Segment Start: DATA RECORDS

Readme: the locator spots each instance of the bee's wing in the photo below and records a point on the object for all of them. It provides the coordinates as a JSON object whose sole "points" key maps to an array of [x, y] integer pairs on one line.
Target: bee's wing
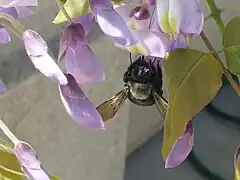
{"points": [[161, 104], [109, 108]]}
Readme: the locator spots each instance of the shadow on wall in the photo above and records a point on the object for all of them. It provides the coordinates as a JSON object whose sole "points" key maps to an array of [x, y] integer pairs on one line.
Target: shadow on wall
{"points": [[216, 140]]}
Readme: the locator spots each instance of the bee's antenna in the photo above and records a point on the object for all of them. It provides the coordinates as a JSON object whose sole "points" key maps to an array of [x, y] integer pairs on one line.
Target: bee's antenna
{"points": [[130, 58]]}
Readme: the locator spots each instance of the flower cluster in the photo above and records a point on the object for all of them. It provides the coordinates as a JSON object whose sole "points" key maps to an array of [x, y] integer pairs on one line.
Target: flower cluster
{"points": [[147, 27]]}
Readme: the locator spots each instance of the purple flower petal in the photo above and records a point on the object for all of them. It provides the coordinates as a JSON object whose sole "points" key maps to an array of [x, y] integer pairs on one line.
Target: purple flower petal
{"points": [[111, 23], [83, 64], [4, 36], [181, 148], [72, 34], [24, 11], [86, 21], [30, 164], [237, 164], [37, 50], [140, 13], [81, 110], [14, 3], [80, 60]]}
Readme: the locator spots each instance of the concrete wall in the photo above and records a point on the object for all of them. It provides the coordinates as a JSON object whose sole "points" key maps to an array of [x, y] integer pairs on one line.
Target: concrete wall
{"points": [[33, 111]]}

Segment End: DATA RECORDS

AIM OF THE EXERCISE: Out of the data above, give again only the lines starting at the one holding "Target: shadow on wall" and ending at the one holding "Readme: the locator spots each instance of the purple", unchanged.

WRITTEN REPLY:
Target: shadow on wall
{"points": [[216, 140]]}
Readme: the locator spots each instance of the bee's antenna in the photo above and records a point on the object for all of them. It provides the coordinates as a JSON object whose sole "points" key maps to an array of [x, y] integer pairs on one line.
Target: bee's antenna
{"points": [[130, 58]]}
Readme: the locator spots each instance of the flower cluster in the photo above and records a point on the object for all of them. It provides the coordinates as a JSON object whose sole "points" key maps to an array of [x, y] integer pairs on one line.
Target: flower cluster
{"points": [[147, 27]]}
Readme: the locator spots each instance of the purple flower petal in the photo above and records a point on the object for all of them. It provides the coordinates as a JSON object whose sole "points" key maps to an array of [x, y] integer pairs on one line.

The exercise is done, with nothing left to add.